#### Vorliegender Text:
Das was dran ist ist schon klar, bin mit meinem Cannondale auch sieben jahre mit Beule im Oberrohr rumgedüst, aber bei Carbon bin ich mir schon unsicher. Ich werd morgen mal den Händler checken und dann berichten. Bringt ja alles nichts,
passiert ist passiert, und es fährt sich noch normal, dann muss Ich wohl einen Aufkleber drübermachen


----------



## TigersClaw (29. Juli 2007)

Vielleicht bekommste irgendwo Carbon-Look Aufkleber, dann sieht man es nicht mehr


----------



## Veloziraptor (29. Juli 2007)

Garantie: nein!
Gewährleistung: nein!
Haftpflicht: nein!
Hausrat: ebenfalls nein!
Kulanz: evtl.???
Brauchbarkeit des Rahemens: k.A.?

#### Gesammeltes Material:

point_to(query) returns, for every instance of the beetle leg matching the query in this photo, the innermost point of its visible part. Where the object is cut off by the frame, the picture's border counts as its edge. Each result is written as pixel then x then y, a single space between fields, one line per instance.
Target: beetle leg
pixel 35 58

#### Deine Aufgabe:
Gib aus dem Forentext zum Carbonrahmen die Stelle von „## TigersClaw (29.“ bis einschließlich „Gewährleistung: nein!“ wortgetreu wieder.

#### Lösung der Aufgabe:
## TigersClaw (29. Juli 2007)

Vielleicht bekommste irgendwo Carbon-Look Aufkleber, dann sieht man es nicht mehr


----------



## Veloziraptor (29. Juli 2007)

Garantie: nein!
Gewährleistung: nein!